▶ _Task goal_:
Starting at the line with "Could you please pick out the denim" in it, reproduce each line below through the last one, exactly, and include nothing else.

▶ _Supplied data_:
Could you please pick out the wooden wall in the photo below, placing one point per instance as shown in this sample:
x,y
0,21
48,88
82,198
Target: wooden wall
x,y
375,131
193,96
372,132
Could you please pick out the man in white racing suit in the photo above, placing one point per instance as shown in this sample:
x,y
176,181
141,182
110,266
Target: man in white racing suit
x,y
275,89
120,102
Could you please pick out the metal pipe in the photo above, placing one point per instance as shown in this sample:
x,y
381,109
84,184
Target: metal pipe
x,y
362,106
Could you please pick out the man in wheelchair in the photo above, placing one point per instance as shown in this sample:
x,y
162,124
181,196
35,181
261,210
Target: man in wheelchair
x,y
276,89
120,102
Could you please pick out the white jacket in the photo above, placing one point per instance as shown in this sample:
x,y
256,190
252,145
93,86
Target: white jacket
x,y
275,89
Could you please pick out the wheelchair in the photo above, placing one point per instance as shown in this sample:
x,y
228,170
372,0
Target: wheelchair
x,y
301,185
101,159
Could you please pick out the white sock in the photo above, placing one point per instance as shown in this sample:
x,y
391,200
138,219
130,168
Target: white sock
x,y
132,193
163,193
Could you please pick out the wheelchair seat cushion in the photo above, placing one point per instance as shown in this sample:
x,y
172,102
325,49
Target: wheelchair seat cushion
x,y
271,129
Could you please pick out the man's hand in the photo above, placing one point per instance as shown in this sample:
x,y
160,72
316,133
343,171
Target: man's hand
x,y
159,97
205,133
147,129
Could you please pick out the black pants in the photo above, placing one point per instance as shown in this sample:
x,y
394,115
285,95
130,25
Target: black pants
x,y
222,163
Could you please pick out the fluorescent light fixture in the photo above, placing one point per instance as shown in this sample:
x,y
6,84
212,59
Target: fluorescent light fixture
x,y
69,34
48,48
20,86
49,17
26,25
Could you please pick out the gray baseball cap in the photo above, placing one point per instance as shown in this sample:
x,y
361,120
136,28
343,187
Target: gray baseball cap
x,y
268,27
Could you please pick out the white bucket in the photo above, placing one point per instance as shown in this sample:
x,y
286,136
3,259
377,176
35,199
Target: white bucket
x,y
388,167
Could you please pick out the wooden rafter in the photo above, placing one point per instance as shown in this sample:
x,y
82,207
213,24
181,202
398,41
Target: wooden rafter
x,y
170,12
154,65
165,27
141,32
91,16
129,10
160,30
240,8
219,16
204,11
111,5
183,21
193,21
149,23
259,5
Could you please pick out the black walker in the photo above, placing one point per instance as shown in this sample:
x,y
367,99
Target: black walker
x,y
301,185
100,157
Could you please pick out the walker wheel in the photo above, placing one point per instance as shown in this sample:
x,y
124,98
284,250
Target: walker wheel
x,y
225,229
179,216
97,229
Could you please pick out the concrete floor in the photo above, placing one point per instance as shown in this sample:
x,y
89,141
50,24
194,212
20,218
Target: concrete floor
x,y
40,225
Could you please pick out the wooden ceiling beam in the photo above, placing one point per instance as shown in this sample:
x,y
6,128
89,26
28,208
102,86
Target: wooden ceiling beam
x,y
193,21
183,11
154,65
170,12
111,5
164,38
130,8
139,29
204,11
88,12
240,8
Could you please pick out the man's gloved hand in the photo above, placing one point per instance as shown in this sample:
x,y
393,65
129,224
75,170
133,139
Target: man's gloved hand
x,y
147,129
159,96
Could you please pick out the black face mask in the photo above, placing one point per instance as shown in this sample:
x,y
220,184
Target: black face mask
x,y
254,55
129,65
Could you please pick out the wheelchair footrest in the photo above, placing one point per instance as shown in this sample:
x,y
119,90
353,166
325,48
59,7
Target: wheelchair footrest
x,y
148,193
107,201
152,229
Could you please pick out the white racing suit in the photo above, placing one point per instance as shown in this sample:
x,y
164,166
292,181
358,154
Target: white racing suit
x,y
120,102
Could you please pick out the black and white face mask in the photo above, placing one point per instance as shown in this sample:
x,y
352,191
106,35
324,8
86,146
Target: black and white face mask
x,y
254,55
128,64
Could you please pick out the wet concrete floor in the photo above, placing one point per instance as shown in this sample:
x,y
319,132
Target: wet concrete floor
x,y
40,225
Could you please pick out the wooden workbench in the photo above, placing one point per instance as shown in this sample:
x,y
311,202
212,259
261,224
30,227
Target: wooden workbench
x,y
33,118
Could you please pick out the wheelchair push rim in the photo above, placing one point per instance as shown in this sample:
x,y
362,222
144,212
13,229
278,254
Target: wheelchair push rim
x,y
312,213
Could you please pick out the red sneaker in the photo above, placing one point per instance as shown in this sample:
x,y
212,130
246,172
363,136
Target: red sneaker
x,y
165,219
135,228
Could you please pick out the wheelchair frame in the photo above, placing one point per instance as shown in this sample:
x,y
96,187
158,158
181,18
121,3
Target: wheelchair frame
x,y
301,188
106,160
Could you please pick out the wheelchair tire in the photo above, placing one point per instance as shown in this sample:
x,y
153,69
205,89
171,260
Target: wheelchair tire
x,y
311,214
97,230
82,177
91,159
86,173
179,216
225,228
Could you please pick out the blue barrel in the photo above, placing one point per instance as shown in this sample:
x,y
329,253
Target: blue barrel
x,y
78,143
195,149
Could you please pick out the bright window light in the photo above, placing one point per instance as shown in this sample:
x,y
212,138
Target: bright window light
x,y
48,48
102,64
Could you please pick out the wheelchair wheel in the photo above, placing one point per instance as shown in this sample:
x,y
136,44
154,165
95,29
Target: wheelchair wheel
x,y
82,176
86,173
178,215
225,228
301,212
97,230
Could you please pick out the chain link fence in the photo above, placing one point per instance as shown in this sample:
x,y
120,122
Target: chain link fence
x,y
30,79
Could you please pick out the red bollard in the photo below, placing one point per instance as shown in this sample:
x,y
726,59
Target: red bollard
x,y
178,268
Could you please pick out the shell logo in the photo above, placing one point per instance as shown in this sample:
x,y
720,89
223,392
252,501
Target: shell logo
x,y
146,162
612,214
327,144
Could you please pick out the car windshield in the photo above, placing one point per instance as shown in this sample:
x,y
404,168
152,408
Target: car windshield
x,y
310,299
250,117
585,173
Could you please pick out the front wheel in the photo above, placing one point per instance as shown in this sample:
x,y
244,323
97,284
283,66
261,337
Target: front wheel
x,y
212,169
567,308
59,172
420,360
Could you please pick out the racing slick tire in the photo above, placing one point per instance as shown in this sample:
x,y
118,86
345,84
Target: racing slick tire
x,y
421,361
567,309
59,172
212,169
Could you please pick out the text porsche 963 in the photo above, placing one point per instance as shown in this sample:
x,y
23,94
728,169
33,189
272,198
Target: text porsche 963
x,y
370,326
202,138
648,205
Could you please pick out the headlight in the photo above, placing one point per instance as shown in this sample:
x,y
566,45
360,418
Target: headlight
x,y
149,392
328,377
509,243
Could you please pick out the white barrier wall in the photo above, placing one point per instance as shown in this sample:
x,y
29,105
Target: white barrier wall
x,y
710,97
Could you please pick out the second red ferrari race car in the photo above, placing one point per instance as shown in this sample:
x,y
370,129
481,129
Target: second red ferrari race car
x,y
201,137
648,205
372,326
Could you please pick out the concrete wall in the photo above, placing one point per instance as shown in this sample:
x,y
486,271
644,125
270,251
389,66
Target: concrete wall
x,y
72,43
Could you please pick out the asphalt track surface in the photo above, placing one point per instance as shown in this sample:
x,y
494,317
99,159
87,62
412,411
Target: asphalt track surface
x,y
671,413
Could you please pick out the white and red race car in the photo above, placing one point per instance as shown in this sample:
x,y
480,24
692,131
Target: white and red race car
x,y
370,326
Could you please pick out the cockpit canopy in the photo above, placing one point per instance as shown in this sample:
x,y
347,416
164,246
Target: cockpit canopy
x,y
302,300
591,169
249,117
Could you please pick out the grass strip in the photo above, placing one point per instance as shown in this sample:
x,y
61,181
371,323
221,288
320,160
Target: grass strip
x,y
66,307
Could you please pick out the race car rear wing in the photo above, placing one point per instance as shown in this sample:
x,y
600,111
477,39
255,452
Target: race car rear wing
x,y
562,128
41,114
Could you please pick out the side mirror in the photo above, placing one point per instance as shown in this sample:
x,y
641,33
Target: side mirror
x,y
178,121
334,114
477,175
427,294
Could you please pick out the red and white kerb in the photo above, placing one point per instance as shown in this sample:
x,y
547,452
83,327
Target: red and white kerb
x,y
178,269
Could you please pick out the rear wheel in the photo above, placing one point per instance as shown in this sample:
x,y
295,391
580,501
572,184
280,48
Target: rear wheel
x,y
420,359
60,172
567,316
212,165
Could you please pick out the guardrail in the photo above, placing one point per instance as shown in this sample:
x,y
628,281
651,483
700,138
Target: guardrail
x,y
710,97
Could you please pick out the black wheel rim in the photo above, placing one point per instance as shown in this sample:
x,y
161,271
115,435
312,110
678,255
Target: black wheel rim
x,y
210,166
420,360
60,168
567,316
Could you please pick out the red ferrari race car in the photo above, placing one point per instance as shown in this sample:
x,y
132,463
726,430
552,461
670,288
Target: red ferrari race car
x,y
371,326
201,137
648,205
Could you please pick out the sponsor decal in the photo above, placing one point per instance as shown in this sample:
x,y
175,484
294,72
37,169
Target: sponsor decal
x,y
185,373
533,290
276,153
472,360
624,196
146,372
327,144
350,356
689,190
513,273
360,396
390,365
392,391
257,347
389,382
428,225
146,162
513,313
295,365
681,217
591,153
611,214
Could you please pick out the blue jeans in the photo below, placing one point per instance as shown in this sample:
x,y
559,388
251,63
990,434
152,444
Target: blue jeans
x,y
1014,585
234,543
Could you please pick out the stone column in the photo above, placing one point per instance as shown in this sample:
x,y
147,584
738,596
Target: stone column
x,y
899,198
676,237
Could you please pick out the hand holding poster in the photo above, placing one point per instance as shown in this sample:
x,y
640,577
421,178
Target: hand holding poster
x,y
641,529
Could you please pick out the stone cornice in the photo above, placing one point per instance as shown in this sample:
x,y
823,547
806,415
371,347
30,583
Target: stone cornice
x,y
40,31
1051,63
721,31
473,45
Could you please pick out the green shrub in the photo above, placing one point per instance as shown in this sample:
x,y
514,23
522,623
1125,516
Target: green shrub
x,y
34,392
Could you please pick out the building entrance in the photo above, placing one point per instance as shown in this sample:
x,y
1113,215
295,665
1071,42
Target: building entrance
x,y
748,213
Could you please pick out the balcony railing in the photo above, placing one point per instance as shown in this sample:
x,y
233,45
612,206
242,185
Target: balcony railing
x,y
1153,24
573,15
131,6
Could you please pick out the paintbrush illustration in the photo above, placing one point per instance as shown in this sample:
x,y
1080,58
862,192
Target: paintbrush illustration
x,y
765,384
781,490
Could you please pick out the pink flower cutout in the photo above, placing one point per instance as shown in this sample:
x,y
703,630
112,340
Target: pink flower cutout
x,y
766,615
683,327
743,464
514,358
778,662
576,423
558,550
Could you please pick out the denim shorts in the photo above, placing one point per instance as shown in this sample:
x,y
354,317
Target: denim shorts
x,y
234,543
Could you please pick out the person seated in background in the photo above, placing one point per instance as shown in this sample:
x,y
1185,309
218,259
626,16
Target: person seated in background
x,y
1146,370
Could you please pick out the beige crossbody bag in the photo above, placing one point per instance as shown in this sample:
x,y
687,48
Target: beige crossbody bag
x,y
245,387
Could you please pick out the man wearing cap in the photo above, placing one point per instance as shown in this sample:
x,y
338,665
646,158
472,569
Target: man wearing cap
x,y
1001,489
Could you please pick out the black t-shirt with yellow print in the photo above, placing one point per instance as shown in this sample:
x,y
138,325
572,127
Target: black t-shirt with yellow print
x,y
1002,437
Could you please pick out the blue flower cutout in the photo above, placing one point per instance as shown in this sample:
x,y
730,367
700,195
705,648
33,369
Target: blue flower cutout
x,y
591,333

▶ _Response to the exercise_:
Could you please pick out the denim shorts in the photo above, placing one point per instance as shown in this sample:
x,y
354,317
Target: denim shorts
x,y
234,543
Could you please pick out the person seated in background in the photo above, placing one point per instance as shown in this sample:
x,y
1185,309
218,259
626,16
Target: person seated in background
x,y
1146,370
Could you please pick out the beige crossbody bag in the photo above, placing one point per instance as shown in this sample:
x,y
687,48
Target: beige crossbody bag
x,y
245,387
Could you please pick out the man wearing cap in the photo above, placing one point per instance as shown in this sample:
x,y
338,665
646,158
472,569
Target: man wearing cap
x,y
1001,489
Could you please pick out the black t-shirt with yellow print in the photo above, placing one point per instance as shown in this sample:
x,y
138,325
572,127
Target: black t-shirt with yellow print
x,y
1002,437
Could you please pick out the blue flower cutout in the photo above, placing one point per instance as shown in this sample:
x,y
730,367
700,195
705,648
33,369
Target: blue flower cutout
x,y
591,333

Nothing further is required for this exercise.